--- PASSAGE SHOWN ---
Wolverhampton Doctors On Call 2004-2010

Phoenix Health Centre, Wolverhampton
Phoenix Health Centre, Wolverhampton
Phoenix Health Centre, Wolverhampton

In 2004, I started work as an IT Analyst / Project Manager at Wolverhampton Doctors On Call (WDOC) . This role was part of a small management team running the local Out of Hours GP co-operative service. When local residents needed to access medical care from a Doctor or Nurse when their surgery was closed during evenings, nights, weekends, and bank holidays, they would ring ‘the out of hours service’ – us.  

Tech upgrades

In the nearly seven years that I worked for WDOC, there was a great deal of technological upgrades, developments and service improvements that I led. The service also moved premises and I was part of the project management team for. This was a major logistical challenge finishing work at one venue at 8am, then being ready to open live in a different venue two miles away at 6pm. 

Black Country Technical Links

One of the major infrastructure projects that our organisation was part of was the Technical Links programme as we connected digitally with the local Ambulance Trust, NHS Direct, and other GP Out of Hours service providers across the Black Country (Wolverhampton, Walsall and Dudley) and further afield into the West Midlands. This removed the need for faxing between these care providers and enabled a joined-up tech solution for the Black Country region which had approximately 1 million patients living there.  

Black Country and Birmingham
Black Country and Birmingham

Statistics and reporting

I implemented a schedule for presenting monthly quality statistics to our commissioning body. This led to improved insight into our performance and brought about increased standards in our service delivery, with patients receiving care sooner and in the most appropriate location – either at the medical centre or at their homes. 

The 2009 Swine Flu pandemic required WDOC to provide daily collation and submission of drug dispensing figures to the local commissioners. I took responsibility for this and led on the Tamiflu dispensing figures and monitoring the stock control of this, alongside senior nurses in the service.
--- DATA UNDER STUDY ---
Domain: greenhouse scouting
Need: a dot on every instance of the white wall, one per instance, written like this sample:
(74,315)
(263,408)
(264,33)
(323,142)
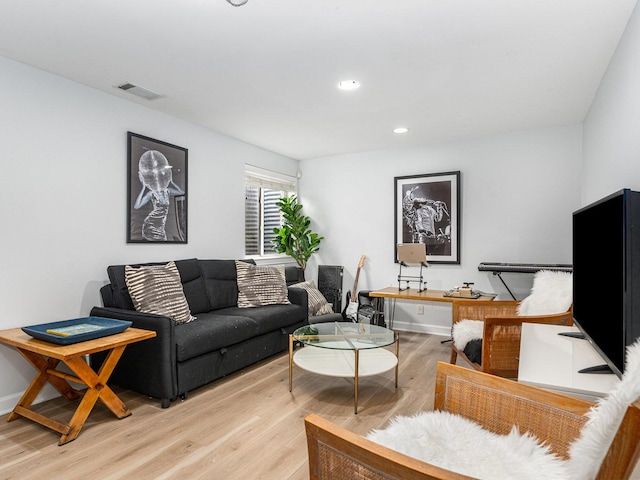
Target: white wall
(63,199)
(518,193)
(611,136)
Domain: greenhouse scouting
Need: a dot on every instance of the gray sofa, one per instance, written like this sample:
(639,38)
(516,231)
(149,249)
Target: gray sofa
(223,339)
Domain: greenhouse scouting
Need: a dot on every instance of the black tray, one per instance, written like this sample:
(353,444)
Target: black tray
(106,326)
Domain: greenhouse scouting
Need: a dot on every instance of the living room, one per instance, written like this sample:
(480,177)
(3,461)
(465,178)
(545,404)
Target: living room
(64,194)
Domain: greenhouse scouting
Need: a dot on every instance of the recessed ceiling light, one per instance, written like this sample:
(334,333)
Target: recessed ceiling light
(348,85)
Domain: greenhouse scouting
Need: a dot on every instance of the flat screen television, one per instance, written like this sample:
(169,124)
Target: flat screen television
(606,274)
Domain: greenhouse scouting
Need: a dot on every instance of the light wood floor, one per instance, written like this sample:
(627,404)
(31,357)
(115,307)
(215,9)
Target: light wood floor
(246,426)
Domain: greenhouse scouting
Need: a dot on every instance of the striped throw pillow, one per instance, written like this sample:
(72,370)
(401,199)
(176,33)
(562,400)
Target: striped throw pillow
(157,289)
(261,285)
(318,305)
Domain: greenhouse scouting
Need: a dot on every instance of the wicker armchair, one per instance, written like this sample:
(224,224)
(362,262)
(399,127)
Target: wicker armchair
(501,336)
(495,403)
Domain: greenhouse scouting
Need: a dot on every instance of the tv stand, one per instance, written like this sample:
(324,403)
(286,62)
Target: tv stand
(597,369)
(579,335)
(552,361)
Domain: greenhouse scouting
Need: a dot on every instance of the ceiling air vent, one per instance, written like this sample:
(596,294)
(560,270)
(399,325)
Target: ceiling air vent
(139,91)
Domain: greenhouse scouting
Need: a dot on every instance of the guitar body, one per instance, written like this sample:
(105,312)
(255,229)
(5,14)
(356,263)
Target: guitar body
(350,312)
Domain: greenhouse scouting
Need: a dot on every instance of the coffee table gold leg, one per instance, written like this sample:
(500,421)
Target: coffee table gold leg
(290,362)
(355,383)
(397,355)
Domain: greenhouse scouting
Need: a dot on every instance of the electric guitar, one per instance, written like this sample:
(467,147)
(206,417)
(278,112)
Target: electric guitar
(351,310)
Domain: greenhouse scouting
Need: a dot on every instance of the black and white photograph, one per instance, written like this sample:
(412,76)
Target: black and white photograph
(427,210)
(156,192)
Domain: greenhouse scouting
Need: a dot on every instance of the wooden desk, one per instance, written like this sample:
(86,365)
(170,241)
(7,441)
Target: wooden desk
(393,293)
(45,357)
(551,361)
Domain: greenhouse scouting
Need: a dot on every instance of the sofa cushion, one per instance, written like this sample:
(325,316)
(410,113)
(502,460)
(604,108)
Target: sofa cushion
(212,332)
(157,289)
(318,305)
(190,276)
(269,317)
(260,285)
(193,285)
(221,282)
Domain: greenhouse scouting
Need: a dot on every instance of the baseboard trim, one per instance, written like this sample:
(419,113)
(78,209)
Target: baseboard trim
(422,328)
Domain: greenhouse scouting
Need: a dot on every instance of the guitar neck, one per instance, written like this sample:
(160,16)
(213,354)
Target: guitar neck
(355,286)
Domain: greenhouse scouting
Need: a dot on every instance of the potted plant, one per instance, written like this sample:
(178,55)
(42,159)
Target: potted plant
(295,238)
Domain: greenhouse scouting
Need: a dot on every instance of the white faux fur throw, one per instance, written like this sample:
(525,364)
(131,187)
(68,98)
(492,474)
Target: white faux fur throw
(466,330)
(460,445)
(552,292)
(588,451)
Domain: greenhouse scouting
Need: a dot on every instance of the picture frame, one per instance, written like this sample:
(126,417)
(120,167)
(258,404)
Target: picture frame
(157,191)
(427,210)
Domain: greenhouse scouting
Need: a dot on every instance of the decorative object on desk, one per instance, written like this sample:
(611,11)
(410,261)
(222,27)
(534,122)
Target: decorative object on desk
(463,292)
(66,332)
(427,211)
(415,253)
(294,237)
(351,310)
(156,191)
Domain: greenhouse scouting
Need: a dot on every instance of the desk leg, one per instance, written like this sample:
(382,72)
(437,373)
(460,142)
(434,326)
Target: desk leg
(355,382)
(397,355)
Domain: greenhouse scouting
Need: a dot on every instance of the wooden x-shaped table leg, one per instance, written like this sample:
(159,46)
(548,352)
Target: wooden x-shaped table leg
(96,389)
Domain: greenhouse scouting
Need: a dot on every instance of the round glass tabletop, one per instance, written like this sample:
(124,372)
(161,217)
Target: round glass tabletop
(345,336)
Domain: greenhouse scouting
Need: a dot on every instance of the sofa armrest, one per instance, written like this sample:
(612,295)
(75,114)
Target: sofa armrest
(147,367)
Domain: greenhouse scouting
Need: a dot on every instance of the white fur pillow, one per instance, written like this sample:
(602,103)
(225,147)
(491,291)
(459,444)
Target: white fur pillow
(457,444)
(552,292)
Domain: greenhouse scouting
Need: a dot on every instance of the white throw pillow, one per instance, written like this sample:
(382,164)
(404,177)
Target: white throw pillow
(318,305)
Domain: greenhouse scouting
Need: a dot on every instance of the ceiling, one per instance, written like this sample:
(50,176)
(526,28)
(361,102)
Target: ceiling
(266,72)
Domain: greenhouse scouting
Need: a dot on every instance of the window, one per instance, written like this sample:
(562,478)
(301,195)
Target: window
(262,215)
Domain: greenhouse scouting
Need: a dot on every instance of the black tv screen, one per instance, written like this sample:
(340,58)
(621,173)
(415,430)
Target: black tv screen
(606,274)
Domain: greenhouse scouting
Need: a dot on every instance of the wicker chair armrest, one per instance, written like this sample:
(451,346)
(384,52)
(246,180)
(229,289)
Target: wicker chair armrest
(498,404)
(481,309)
(337,453)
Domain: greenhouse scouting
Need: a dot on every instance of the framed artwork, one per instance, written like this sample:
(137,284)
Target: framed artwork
(156,191)
(427,210)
---
## EXERCISE GOAL:
According to the Wolverhampton Doctors On Call text, roughly how many patients lived in the Black Country region? The material above comes from a different source than the text.

## EXERCISE RESPONSE:
Approximately 1 million patients.